→ **OBIETTIVO**:
Riscrivi il brano dell'articolo su Lice che comincia con le parole "Lo narra una" e si chiude con "sia accaduto nulla.", sostituendo "stalla" con "fienile".

→ **ESTRATTO SCELTO**:
LICE
– “Se
il cuore del Kurdistan è Amed, il
cuore di Amed è Lice perché su queste montagne è nato il PKK”. Non ha
timore di richiamare un passato che è tuttora vivo Rezan Zuğurli,
una venticinquenne che presenta la propria candidatura nel paese citato, cinquemila
anime, triplicate nell’area attorno, sebbene dei 56 villaggi d’un tempo ne siano
rimasti solo 7. Dopo le devastazioni degli anni Ottanta e Novanta qualcuno
potrebbe venire ricostruito soprattutto se il piano di pacificazione porterà
entro il 2015 anche la liberazione di Abdullah Öcalan, come ha rivelato di recente il deputato BDP Pervin Buldan. Speranze per
allontanare lo spettro di nuovi soprusi. Il ricordo dell’operato dell’esercito
turco è ben visibile in agglomerati che si chiamano Goç-xar,
in quel che resta delle sue case e degli abitanti, prevalentemente contadini.
Lo narra una famiglia superstite. “L’esercito
arrivava in forze a notte fonda, setacciava strade e case, riuniva la gente e
intimava d’andar via. Se qualcuno restava gli bruciavano casa e stalla davanti agli
occhi, con gli animali dentro”. Le deportazioni forzate, non sono scritte
in nessuna storia recente dello stato turco né kemalista né islamico. Ogni
modello cerca di nascondere l’ultima pulizia etnica della nazione anatolica
facendo finta che non sia accaduto nulla.
Invece ciascun villaggio della zona ha vittime e
sfollati, finiti magari sul Mar Nero, allevatori e montanari
spediti a pescare. Molti dei mariti, figli, fratelli e sorelle che negli anni
Novanta imbracciavano il mitra giacciono sulla collina di Sehîd Amed, la Spoon River dei
martiri kurdi. Decine e decine di marmi bianchi allineati per un totale di 220 miliziani
del PKK vittime di scontri armati o d’imboscate degli agenti del Mıt e dei
reparti antiguerriglia. Hesendîne Pasur, 1998, è uno dei luoghi di morte che ricorre
maggiormente sulle lapidi che guardano imponenti montagne innevate anche ora
che il Newroz è sbocciato. A vigilare sulla collina della memoria c’è un
manipolo di uomini. Turnano giorno e notte per evitare che l’esercito, sempre
presente nel territorio, giunga a distruggere le tombe. E’ già accaduto perché
l’intento di ogni governo turco dagli anni Novanta a oggi è stato quello di rimuovere
da qui gente e ricordi, specie se identitari e combattivi. La richiesta di ricostruzione
dei villaggi avanzata dai sindaci del BDP trova ostacoli nelle autorità centrali
che non vogliono ripopolare i luoghi. “E’
il maggior problema con cui ci misuriamo - dichiara Rezan Zuğurli – questa è una zona di guerra e d’abbandono”.

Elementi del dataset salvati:
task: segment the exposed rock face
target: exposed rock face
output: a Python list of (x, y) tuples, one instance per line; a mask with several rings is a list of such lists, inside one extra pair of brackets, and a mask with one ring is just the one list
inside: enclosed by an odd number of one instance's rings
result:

→ **SOLUZIONE**:
Lo narra una famiglia superstite. “L’esercito
arrivava in forze a notte fonda, setacciava strade e case, riuniva la gente e
intimava d’andar via. Se qualcuno restava gli bruciavano casa e fienile davanti agli
occhi, con gli animali dentro”. Le deportazioni forzate, non sono scritte
in nessuna storia recente dello stato turco né kemalista né islamico. Ogni
modello cerca di nascondere l’ultima pulizia etnica della nazione anatolica
facendo finta che non sia accaduto nulla.